• **Exercise aim**:
Repeat exactly the lines below, from the line containing "Task: tag the small tree" through the last line, both included. Leave out any pictures.

----

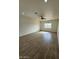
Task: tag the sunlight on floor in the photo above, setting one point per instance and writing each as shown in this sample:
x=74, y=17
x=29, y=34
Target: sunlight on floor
x=47, y=36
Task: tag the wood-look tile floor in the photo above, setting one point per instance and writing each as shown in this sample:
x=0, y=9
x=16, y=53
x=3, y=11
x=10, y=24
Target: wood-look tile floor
x=40, y=45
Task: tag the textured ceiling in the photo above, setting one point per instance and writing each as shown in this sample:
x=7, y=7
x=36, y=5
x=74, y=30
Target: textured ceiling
x=49, y=10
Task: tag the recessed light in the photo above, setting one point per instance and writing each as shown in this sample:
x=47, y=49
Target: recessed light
x=45, y=1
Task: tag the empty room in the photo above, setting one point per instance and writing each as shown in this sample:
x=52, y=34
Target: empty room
x=38, y=29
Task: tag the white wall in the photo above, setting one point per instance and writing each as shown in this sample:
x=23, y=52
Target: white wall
x=28, y=25
x=54, y=25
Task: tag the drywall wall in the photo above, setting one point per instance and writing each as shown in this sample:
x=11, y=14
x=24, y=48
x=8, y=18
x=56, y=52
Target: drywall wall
x=28, y=25
x=54, y=27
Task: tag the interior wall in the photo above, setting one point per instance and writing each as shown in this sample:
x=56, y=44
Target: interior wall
x=54, y=27
x=28, y=25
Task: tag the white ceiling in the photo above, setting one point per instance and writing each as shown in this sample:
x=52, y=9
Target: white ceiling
x=49, y=10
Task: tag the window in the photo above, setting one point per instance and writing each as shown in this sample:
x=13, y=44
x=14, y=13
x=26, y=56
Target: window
x=47, y=25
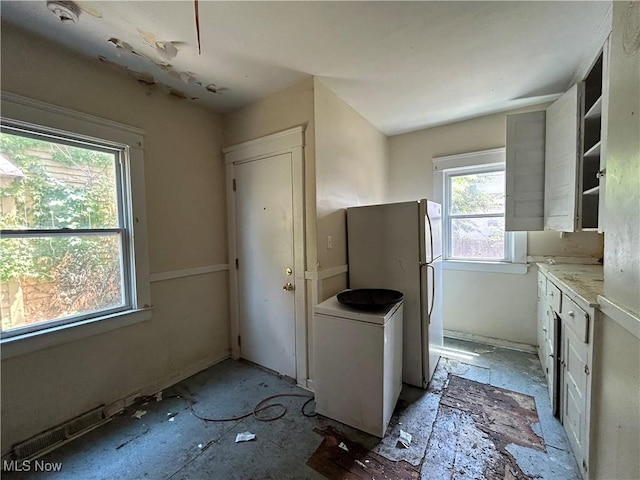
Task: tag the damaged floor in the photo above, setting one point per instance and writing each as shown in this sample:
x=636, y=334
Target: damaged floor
x=486, y=414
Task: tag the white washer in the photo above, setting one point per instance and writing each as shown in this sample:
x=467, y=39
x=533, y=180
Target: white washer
x=357, y=364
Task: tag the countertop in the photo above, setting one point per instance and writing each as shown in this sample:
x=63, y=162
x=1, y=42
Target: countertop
x=583, y=281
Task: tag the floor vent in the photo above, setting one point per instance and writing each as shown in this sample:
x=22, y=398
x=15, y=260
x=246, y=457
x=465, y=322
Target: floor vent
x=50, y=439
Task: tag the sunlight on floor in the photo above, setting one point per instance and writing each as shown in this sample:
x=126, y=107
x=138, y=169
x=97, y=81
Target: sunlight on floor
x=457, y=353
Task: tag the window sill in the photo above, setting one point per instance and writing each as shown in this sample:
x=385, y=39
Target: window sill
x=54, y=336
x=487, y=267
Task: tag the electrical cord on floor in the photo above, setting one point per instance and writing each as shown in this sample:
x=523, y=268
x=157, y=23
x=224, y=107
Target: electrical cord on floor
x=260, y=407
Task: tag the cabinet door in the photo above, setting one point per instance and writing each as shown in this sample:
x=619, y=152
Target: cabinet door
x=542, y=329
x=562, y=149
x=525, y=153
x=576, y=364
x=552, y=362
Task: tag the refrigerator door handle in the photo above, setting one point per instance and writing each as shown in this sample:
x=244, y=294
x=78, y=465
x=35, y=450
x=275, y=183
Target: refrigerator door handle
x=433, y=290
x=430, y=238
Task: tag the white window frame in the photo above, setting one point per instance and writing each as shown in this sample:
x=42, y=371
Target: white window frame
x=31, y=115
x=515, y=242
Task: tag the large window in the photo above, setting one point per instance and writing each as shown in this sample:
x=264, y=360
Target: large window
x=68, y=221
x=472, y=188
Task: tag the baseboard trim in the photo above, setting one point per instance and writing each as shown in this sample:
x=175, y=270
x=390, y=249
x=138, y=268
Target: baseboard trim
x=119, y=405
x=496, y=342
x=188, y=272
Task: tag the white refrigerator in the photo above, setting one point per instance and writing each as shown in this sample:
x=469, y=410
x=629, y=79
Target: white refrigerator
x=399, y=246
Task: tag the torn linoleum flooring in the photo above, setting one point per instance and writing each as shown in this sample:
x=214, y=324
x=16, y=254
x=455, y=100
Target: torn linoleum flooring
x=474, y=424
x=448, y=441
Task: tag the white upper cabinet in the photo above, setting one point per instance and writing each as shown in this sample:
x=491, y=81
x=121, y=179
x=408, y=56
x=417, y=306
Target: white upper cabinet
x=525, y=166
x=562, y=161
x=555, y=163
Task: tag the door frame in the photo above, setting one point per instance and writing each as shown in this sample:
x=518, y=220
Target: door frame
x=289, y=141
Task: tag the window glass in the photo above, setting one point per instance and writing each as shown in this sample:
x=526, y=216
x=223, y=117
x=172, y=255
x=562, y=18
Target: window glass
x=475, y=214
x=481, y=238
x=477, y=193
x=64, y=241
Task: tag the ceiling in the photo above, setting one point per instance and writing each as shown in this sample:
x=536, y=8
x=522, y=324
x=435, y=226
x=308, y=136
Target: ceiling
x=402, y=65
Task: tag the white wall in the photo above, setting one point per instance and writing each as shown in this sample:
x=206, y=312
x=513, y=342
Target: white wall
x=616, y=398
x=492, y=305
x=187, y=228
x=352, y=168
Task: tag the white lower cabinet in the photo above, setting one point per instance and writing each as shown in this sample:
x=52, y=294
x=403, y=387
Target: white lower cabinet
x=565, y=348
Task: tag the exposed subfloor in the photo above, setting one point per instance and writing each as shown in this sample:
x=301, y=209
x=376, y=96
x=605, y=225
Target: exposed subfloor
x=170, y=442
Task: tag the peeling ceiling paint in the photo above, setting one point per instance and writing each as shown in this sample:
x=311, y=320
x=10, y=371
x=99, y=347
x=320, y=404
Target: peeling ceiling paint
x=402, y=65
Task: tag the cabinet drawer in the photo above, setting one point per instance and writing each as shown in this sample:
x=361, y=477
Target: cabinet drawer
x=554, y=295
x=575, y=318
x=542, y=284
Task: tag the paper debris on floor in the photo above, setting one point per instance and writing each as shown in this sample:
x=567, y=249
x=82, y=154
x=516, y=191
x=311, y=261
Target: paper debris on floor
x=404, y=440
x=245, y=437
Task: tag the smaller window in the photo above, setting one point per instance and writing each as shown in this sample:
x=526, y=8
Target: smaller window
x=475, y=214
x=472, y=189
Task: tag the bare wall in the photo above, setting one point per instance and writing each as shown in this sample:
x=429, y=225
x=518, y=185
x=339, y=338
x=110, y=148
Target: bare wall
x=495, y=305
x=185, y=186
x=351, y=169
x=616, y=402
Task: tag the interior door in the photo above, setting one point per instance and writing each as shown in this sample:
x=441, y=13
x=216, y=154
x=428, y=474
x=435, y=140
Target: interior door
x=264, y=245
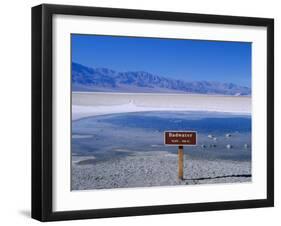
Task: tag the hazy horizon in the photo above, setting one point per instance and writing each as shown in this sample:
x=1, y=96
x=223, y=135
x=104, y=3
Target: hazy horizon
x=186, y=60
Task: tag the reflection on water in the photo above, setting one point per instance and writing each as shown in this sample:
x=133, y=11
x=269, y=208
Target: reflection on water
x=220, y=135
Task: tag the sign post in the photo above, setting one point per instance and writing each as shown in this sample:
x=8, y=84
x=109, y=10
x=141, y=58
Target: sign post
x=180, y=154
x=180, y=139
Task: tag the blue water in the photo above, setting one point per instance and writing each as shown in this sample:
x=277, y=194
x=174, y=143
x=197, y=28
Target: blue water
x=119, y=135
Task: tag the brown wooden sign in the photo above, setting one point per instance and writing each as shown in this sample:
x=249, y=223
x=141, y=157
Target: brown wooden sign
x=180, y=138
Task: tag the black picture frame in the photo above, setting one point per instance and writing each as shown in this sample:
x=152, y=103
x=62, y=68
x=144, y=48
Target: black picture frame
x=42, y=106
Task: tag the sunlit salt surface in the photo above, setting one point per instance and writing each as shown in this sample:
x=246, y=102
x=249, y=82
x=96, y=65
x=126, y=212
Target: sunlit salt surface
x=220, y=135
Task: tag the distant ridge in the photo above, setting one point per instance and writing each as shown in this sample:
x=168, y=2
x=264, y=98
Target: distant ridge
x=107, y=80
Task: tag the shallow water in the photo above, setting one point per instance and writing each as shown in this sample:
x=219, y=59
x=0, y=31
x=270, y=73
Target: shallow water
x=118, y=135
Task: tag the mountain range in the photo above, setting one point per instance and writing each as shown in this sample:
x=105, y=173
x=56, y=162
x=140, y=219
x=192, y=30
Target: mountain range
x=107, y=80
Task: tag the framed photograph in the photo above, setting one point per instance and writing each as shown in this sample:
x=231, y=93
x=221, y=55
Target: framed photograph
x=145, y=112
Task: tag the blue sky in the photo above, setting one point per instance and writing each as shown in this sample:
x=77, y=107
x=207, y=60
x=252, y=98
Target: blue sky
x=190, y=60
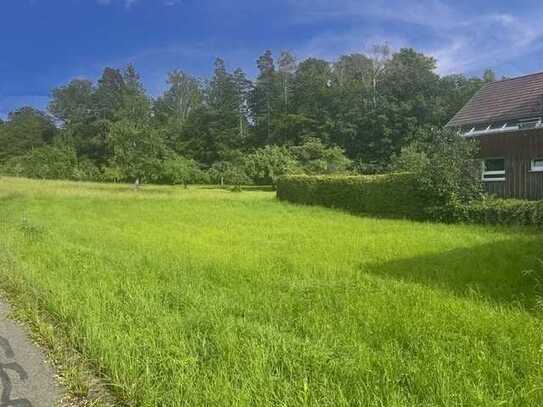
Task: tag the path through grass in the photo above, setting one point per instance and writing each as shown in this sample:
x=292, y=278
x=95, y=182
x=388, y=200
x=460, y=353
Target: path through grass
x=207, y=297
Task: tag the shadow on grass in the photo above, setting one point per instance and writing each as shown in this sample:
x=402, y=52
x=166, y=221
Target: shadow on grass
x=495, y=272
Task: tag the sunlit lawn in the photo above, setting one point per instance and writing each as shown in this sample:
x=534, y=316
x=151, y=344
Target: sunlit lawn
x=206, y=297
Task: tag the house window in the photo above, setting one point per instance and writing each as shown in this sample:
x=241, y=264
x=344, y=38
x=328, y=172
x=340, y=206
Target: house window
x=537, y=165
x=494, y=169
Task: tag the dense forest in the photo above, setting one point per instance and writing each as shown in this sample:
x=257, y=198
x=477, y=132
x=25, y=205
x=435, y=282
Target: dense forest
x=310, y=116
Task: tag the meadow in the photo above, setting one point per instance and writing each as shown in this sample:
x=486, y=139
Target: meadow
x=203, y=296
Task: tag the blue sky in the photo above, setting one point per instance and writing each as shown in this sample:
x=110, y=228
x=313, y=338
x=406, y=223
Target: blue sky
x=45, y=43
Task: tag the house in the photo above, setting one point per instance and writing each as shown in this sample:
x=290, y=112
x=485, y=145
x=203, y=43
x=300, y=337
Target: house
x=507, y=118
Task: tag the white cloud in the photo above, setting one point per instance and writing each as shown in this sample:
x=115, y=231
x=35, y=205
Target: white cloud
x=461, y=42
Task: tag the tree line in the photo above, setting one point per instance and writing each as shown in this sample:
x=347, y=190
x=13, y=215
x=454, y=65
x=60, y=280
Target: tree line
x=311, y=116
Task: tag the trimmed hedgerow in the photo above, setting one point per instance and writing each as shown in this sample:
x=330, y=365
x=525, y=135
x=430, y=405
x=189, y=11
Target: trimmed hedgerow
x=399, y=195
x=394, y=195
x=492, y=211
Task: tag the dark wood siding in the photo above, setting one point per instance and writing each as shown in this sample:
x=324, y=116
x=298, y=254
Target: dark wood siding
x=518, y=149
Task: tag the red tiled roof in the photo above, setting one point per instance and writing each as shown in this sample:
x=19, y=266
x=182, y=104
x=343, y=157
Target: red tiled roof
x=506, y=100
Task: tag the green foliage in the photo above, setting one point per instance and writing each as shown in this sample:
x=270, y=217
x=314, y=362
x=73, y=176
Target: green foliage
x=229, y=173
x=492, y=211
x=25, y=129
x=446, y=167
x=362, y=108
x=316, y=158
x=47, y=162
x=136, y=151
x=177, y=170
x=203, y=298
x=269, y=163
x=382, y=195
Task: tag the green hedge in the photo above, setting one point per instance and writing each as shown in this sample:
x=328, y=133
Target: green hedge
x=391, y=195
x=396, y=195
x=493, y=211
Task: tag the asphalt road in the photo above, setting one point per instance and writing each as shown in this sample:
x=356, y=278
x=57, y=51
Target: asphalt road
x=26, y=379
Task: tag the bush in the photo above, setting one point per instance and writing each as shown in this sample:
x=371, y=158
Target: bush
x=267, y=164
x=177, y=170
x=393, y=195
x=492, y=211
x=48, y=162
x=315, y=158
x=229, y=173
x=446, y=167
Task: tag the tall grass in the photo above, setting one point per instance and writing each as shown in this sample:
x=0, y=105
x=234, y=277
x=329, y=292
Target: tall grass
x=206, y=297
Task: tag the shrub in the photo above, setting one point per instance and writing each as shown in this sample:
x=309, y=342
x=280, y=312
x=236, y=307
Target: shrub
x=267, y=164
x=229, y=172
x=315, y=158
x=177, y=170
x=492, y=211
x=383, y=195
x=48, y=162
x=446, y=167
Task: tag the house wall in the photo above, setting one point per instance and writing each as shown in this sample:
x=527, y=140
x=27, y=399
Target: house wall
x=518, y=149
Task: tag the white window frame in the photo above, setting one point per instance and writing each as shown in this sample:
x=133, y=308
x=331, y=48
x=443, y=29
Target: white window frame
x=485, y=173
x=536, y=168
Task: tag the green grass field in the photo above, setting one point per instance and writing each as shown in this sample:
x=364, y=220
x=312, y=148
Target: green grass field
x=207, y=297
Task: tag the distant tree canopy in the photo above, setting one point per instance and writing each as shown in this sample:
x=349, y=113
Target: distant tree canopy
x=311, y=116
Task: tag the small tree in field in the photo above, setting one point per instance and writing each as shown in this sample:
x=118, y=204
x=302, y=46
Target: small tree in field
x=137, y=151
x=267, y=164
x=177, y=170
x=446, y=167
x=315, y=158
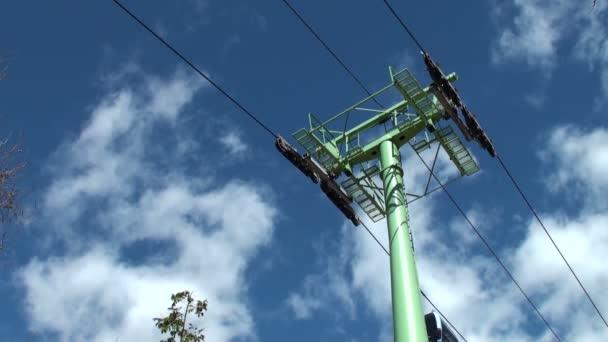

----

• **Problem solution**:
Task: tag the small tree in field in the photo above, setting one point per instance and writing each as shown in this sample:
x=118, y=204
x=302, y=46
Target: small tree in field
x=137, y=151
x=267, y=164
x=177, y=170
x=446, y=167
x=315, y=158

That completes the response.